* [課題内容 a]:
磁気モーメントを扱う本文で、独立した数式として表示されている式の番号をすべて挙げよ。

* [文書抜粋]:
══════════
では、\( F_z \)をプラズマの円運動の1回転における平均を取る。 \( v_{\theta} \)は\( v_{\perp} \)で表され、その向きは、正の電荷の場合は\( \theta \)が負の方向、負の電荷の場合は\( \theta \)が正の方向である。 つまり、式(9)の回転1周期における平均\( \bar{F_z} \)は、


\begin{eqnarray} \bar{F_z} = \mp \frac{1}{2} q v_{\perp} r_{L}\frac{\partial B}{\partial z}\ \ \ \ \ \ \ \ \ \ \ (10) \end{eqnarray}

となる。ラーモア半径


\begin{eqnarray} r_{L} = \frac{mv_{\perp}}{| q | B}\ \ \ \ \ \ \ \ \ \ \ \ \ \ \ (11) \end{eqnarray}

を式(10)に代入すると


\begin{eqnarray} \bar{F_z} = - \frac{1}{2} \frac{m v_{\perp}^2}{B} \frac{\partial B}{\partial z}\ \ \ \ \ \ \ \ \ \ \ (12) \end{eqnarray}

を得る。\(\bar{F_z}\)の\( \mp \)が消えるのは電荷\( q \)と\( |q| \)を割る時に、正電荷の場合は+が、負電荷の場合は-が残る為である。 ここで、磁気モーメントを


\begin{eqnarray} \mu = \frac{1}{2} \frac{ m v_{\perp}^2 }{ B }\ \ \ \ \ \ \ \ \ \ \ (13) \end{eqnarray}

と定義すると、式(12)は、


\begin{eqnarray} \bar{F_z} = - \mu \frac{\partial B}{\partial z}\ \ \ \ \ \ \ \ \ \ \ (14) \end{eqnarray}

となるのである。 磁気モーメントは常に正なので、プラズマが磁場が強くなる方向である\(z\)方向に向かうと、その方向とは反対向きの力を受けるのである。 次に、この磁気モーメントは時間変化しないことを示して、フラズマが強磁場に向かうとやがて反射されてしまう磁気ミラー反射が起こることを示す。
══════════
* [課題内容 b]:
記録のうち「One dot marks each instance of the engine」を含む行から「[(125, 126), (34, 126)]」を含む行まで（両端を含む）を、空行を除いて番号付きリストに整形せよ。

* [提供データ]:
══════════
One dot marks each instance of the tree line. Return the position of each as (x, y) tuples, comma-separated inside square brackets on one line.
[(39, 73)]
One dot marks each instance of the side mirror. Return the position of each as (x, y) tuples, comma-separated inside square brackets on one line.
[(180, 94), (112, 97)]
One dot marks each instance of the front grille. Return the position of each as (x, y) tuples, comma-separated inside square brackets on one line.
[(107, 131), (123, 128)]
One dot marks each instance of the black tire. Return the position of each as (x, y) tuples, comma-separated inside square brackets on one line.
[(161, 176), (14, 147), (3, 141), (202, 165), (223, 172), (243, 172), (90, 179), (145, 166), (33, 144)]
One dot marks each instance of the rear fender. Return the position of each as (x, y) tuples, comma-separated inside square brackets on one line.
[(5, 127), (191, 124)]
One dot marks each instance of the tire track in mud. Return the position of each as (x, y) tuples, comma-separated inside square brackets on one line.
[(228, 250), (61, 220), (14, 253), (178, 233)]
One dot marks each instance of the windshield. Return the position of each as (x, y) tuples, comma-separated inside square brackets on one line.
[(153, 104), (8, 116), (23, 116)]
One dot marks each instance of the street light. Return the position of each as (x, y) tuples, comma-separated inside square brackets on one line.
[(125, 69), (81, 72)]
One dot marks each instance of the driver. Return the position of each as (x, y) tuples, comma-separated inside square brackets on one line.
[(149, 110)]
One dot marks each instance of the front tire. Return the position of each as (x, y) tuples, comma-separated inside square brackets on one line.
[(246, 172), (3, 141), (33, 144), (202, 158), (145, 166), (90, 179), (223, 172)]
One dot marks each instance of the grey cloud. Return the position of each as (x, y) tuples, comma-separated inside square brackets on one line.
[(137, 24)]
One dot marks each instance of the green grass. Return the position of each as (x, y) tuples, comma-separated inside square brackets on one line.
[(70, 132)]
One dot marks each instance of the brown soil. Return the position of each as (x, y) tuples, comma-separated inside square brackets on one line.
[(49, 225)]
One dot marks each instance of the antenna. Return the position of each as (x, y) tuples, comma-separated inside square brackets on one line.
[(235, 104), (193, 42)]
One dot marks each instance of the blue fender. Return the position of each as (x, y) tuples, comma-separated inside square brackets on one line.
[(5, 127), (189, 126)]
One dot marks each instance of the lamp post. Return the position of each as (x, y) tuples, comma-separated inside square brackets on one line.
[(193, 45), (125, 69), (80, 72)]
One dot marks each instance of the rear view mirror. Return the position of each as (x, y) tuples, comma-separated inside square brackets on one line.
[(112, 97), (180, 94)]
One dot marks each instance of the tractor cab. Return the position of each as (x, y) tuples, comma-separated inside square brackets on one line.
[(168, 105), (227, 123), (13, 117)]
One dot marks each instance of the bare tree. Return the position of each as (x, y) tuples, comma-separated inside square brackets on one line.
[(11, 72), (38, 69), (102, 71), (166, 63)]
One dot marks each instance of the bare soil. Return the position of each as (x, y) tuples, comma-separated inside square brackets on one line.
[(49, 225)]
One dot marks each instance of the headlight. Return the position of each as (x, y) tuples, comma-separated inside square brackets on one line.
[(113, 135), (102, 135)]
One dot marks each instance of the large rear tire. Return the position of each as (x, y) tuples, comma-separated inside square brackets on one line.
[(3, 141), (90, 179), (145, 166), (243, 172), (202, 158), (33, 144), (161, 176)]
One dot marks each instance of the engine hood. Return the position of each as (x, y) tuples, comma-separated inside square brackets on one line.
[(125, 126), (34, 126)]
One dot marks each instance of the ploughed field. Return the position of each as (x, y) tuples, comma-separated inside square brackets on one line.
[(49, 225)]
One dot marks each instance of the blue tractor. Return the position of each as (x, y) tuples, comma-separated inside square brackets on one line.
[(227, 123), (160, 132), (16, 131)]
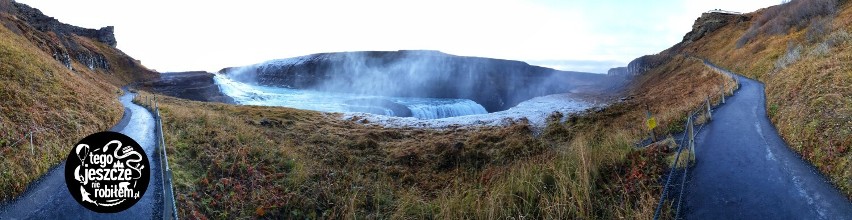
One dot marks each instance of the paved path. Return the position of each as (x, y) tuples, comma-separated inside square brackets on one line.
[(48, 197), (746, 171)]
══════════
* [正解 a]:
(10)、(11)、(12)、(13)、(14)

* [正解 b]:
1. One dot marks each instance of the engine hood. Return the position of each as (x, y) tuples, comma-separated inside square brackets on one line.
2. [(125, 126), (34, 126)]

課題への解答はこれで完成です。